> [Document segment]
········
On the poster for the documentary: “Kartika: 9 Ways of Seeing”, the smiley face of a blithe elderly woman pops up from an opened mouth, bringing to mind the screaming face of “The Court Of The Crimson King” cover album. The image is indeed an accurate anticipation of the quasi-lysergic realm we will be led into by watching the film. It is the colourful universe of a real artist queen, Kartika Affandi, whose artwork of a lifetime is irreverent, playful, loud, energetic and even shocking for Indonesian society.

The life and art of the Javanese painter and sculptor, born in 1934, is so extraordinary that it overshadows the fact she is the daughter of Indonesia most acclaimed painter, Affandi. Taught to paint by her father, she had to work hard to be acknowledged for her own personal language and poetics. Still actively painting, sculpting and exhibiting at the age of 83, she keeps on bring her artistic vision to life.

In the documentary “Kartika: 9 Ways of Seeing”, researcher and videomaker Christopher Basile lets Kartika recount her experience and art practice. We chatted with Basile - whose longstanding interest in SE Asian art has led him to devote 3 years to this project - to learn how Kartika Affandi found the strength to express herself in the face of a society and a time in which this was unprecedented and considered an impossible goal for a woman.
········
> [Short exercise 1] Reproduce the passage of the article on Kartika Affandi from "The life and" to "for a woman.".

> [The records]
········
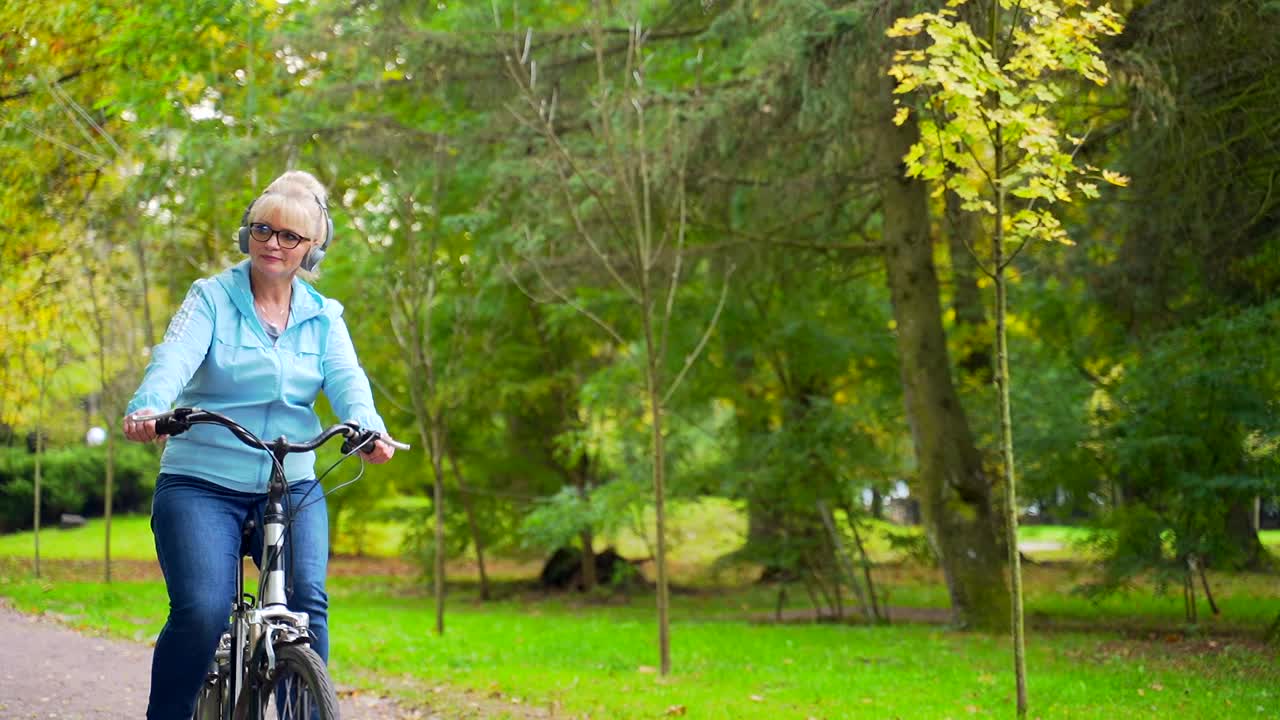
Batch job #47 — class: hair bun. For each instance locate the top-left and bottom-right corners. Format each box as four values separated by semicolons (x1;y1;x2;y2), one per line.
262;170;329;208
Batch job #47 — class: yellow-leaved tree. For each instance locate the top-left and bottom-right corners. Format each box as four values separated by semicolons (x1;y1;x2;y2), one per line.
888;0;1128;717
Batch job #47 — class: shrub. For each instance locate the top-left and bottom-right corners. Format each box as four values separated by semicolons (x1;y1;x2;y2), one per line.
0;445;160;532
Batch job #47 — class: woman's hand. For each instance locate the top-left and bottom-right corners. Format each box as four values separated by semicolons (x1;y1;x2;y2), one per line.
364;439;396;465
122;410;163;442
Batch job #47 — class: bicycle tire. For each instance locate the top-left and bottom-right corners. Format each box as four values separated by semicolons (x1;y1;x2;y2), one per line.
236;644;339;720
192;673;230;720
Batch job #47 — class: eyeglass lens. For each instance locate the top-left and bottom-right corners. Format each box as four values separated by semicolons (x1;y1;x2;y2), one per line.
248;223;306;250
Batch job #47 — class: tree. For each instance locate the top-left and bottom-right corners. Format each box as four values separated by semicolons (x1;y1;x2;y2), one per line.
888;0;1128;717
508;3;731;675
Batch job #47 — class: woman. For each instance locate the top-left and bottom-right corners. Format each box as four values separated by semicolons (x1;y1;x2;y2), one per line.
124;170;394;720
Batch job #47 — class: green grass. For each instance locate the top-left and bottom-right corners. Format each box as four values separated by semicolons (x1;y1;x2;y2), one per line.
0;515;156;560
0;512;1280;720
0;568;1280;720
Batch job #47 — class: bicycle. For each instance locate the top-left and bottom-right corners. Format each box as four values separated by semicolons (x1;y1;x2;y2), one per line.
138;407;410;720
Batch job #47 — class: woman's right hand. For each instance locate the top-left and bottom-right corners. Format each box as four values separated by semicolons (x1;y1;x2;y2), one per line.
123;409;161;442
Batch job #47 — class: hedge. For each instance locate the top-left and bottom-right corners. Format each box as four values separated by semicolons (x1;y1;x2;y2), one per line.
0;443;160;533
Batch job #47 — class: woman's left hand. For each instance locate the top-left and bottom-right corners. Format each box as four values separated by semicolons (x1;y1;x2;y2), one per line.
364;439;396;465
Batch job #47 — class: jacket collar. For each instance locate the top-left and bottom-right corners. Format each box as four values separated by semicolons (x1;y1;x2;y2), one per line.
218;260;324;340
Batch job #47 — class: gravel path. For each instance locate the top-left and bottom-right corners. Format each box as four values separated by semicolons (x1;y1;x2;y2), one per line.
0;602;425;720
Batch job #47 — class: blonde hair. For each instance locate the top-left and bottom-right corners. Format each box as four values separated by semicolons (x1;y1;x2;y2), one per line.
248;170;332;246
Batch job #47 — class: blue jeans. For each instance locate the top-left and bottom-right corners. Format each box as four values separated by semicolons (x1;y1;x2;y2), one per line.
147;473;329;720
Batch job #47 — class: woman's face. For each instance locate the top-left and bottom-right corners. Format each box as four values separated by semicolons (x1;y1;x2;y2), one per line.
248;211;315;279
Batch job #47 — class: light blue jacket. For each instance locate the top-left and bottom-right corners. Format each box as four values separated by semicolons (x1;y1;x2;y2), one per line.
128;260;387;492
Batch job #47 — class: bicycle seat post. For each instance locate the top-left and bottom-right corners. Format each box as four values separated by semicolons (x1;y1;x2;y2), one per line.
259;437;288;607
········
> [Short exercise 2] Please render the listing as a numbered list, from its first line through the line containing "0;568;1280;720", with blank lines and pictures left out.

> [Task result 1]
The life and art of the Javanese painter and sculptor, born in 1934, is so extraordinary that it overshadows the fact she is the daughter of Indonesia most acclaimed painter, Affandi. Taught to paint by her father, she had to work hard to be acknowledged for her own personal language and poetics. Still actively painting, sculpting and exhibiting at the age of 83, she keeps on bring her artistic vision to life.

In the documentary “Kartika: 9 Ways of Seeing”, researcher and videomaker Christopher Basile lets Kartika recount her experience and art practice. We chatted with Basile - whose longstanding interest in SE Asian art has led him to devote 3 years to this project - to learn how Kartika Affandi found the strength to express herself in the face of a society and a time in which this was unprecedented and considered an impossible goal for a woman.

> [Task result 2]
1. Batch job #47 — class: hair bun. For each instance locate the top-left and bottom-right corners. Format each box as four values separated by semicolons (x1;y1;x2;y2), one per line.
2. 262;170;329;208
3. Batch job #47 — class: yellow-leaved tree. For each instance locate the top-left and bottom-right corners. Format each box as four values separated by semicolons (x1;y1;x2;y2), one per line.
4. 888;0;1128;717
5. Batch job #47 — class: shrub. For each instance locate the top-left and bottom-right corners. Format each box as four values separated by semicolons (x1;y1;x2;y2), one per line.
6. 0;445;160;532
7. Batch job #47 — class: woman's hand. For each instance locate the top-left and bottom-right corners. Format each box as four values separated by semicolons (x1;y1;x2;y2), one per line.
8. 364;439;396;465
9. 122;410;163;442
10. Batch job #47 — class: bicycle tire. For each instance locate the top-left and bottom-right corners. Format each box as four values separated by semicolons (x1;y1;x2;y2), one per line.
11. 236;644;339;720
12. 192;673;230;720
13. Batch job #47 — class: eyeglass lens. For each instance locate the top-left and bottom-right corners. Format each box as four values separated by semicolons (x1;y1;x2;y2), one per line.
14. 248;223;306;250
15. Batch job #47 — class: tree. For each instance locate the top-left and bottom-right corners. Format each box as four values separated by semicolons (x1;y1;x2;y2), one per line.
16. 888;0;1128;717
17. 508;3;731;675
18. Batch job #47 — class: woman. For each instance locate the top-left and bottom-right corners. Format each box as four values separated by semicolons (x1;y1;x2;y2), one per line.
19. 124;170;394;720
20. Batch job #47 — class: green grass. For each instance locate the top-left and bottom-right corners. Format each box as four values separated by semicolons (x1;y1;x2;y2), one per line.
21. 0;515;156;560
22. 0;512;1280;720
23. 0;568;1280;720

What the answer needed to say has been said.